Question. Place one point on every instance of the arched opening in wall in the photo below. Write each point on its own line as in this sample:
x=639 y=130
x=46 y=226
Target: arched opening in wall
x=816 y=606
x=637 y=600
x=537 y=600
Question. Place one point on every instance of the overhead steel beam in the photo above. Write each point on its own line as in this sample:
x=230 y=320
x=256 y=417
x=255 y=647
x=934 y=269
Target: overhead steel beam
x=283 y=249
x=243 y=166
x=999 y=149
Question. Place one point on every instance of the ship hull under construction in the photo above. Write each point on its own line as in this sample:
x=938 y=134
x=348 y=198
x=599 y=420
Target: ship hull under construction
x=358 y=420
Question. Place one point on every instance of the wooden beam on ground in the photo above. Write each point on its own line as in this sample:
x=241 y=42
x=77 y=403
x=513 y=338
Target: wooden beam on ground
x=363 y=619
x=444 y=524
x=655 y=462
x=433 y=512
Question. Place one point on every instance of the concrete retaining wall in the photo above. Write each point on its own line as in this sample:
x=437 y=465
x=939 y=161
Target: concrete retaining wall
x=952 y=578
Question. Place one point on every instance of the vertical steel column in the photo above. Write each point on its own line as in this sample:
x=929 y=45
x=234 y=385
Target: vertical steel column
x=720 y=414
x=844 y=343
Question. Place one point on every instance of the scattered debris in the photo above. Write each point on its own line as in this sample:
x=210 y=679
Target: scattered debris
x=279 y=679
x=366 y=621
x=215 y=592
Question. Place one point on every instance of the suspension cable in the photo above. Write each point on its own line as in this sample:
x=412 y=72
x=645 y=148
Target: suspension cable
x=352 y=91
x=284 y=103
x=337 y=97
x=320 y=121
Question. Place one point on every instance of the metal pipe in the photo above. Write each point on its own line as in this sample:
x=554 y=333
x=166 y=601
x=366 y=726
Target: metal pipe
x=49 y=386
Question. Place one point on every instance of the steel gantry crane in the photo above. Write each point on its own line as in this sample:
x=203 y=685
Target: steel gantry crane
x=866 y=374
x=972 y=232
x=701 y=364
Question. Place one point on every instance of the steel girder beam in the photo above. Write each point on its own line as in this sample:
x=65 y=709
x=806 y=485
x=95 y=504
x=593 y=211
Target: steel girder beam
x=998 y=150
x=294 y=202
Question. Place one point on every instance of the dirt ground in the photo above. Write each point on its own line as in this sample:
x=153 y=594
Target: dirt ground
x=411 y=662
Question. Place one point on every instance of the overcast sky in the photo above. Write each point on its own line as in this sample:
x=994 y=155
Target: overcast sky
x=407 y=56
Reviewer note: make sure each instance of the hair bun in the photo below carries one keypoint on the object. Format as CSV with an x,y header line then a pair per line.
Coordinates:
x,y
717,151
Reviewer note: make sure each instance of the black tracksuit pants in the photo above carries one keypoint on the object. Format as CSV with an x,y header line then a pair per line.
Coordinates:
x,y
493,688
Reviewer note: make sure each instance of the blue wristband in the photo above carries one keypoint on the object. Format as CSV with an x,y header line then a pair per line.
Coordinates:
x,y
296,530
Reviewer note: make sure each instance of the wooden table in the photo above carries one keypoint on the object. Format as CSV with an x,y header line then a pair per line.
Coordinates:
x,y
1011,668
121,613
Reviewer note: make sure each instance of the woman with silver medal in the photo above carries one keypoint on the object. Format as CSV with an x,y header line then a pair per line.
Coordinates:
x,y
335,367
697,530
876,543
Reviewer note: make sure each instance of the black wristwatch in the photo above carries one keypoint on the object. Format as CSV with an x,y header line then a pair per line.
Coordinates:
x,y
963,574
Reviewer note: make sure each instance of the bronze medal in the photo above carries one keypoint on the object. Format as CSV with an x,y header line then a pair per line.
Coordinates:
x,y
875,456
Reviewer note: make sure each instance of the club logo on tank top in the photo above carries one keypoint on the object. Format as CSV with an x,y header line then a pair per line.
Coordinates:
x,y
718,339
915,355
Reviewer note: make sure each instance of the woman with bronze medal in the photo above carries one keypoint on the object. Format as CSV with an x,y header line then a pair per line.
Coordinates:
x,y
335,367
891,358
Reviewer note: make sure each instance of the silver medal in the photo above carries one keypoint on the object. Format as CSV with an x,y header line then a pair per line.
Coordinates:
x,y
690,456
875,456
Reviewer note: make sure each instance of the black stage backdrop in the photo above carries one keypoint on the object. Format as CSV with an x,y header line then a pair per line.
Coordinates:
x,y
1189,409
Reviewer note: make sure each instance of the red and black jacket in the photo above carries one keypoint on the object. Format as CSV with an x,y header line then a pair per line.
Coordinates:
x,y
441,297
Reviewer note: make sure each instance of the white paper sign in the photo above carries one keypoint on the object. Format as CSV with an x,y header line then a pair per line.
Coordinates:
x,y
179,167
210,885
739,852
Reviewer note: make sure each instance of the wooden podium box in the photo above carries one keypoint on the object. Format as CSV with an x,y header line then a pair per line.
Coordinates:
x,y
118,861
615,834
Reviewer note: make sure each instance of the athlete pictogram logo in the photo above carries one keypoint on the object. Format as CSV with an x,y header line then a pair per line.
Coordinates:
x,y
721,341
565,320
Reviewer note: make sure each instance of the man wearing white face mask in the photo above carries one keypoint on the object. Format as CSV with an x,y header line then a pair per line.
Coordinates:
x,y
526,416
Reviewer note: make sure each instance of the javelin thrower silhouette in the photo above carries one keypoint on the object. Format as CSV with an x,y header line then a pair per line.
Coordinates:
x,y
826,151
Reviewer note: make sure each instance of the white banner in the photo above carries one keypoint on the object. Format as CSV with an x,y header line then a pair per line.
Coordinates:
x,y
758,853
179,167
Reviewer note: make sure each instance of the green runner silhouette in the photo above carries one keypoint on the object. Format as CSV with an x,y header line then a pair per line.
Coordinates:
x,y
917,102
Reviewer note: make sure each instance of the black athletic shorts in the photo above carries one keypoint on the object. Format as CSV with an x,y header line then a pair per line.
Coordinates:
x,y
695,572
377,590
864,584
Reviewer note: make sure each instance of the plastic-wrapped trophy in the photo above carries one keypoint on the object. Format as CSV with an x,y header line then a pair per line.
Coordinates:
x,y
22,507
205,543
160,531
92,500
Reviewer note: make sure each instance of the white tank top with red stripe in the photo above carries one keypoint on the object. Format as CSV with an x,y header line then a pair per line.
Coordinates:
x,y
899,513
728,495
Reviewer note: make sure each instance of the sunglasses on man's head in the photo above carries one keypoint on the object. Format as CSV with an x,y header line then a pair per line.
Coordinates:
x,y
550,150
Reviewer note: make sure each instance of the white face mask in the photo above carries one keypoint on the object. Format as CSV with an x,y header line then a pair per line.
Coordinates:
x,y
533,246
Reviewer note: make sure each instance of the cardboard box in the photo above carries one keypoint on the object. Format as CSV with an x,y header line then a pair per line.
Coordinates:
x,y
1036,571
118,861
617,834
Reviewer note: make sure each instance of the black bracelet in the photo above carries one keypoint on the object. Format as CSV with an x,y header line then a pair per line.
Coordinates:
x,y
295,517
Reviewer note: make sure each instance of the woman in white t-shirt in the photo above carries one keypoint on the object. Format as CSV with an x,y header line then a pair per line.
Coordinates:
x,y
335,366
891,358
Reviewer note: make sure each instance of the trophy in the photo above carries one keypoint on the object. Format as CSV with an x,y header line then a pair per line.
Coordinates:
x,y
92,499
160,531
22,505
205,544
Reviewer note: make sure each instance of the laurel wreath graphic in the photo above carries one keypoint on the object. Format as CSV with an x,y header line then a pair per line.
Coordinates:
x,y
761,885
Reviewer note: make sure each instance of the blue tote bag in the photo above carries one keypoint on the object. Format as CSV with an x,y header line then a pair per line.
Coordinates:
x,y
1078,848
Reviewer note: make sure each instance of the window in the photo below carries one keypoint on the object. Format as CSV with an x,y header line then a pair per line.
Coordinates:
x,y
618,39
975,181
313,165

Problem.
Reproduce the listing from the line with "Question. Place one point on every instance of the overhead" to the line with "x=433 y=512", both included, leaving the requests unchanged. Offset every x and y coordinate in the answers by -118.

Task solution.
Question. Place one point on every instance of the overhead steel beam in the photo above. Write each point on its own line as in this sample:
x=230 y=320
x=256 y=417
x=255 y=647
x=934 y=269
Target: overhead steel beam
x=165 y=131
x=125 y=48
x=881 y=31
Question. Place one point on every instance of the ship hull under construction in the photo above. Write each point on its own line as in this sample:
x=938 y=134
x=348 y=198
x=599 y=420
Target: ship hull under construction
x=240 y=302
Question. Place one point on every instance of the wooden beam on ground in the photo above. Write each point on its own line as in this sample:
x=241 y=42
x=77 y=403
x=513 y=338
Target: wooden beam on ground
x=245 y=501
x=326 y=406
x=537 y=344
x=315 y=394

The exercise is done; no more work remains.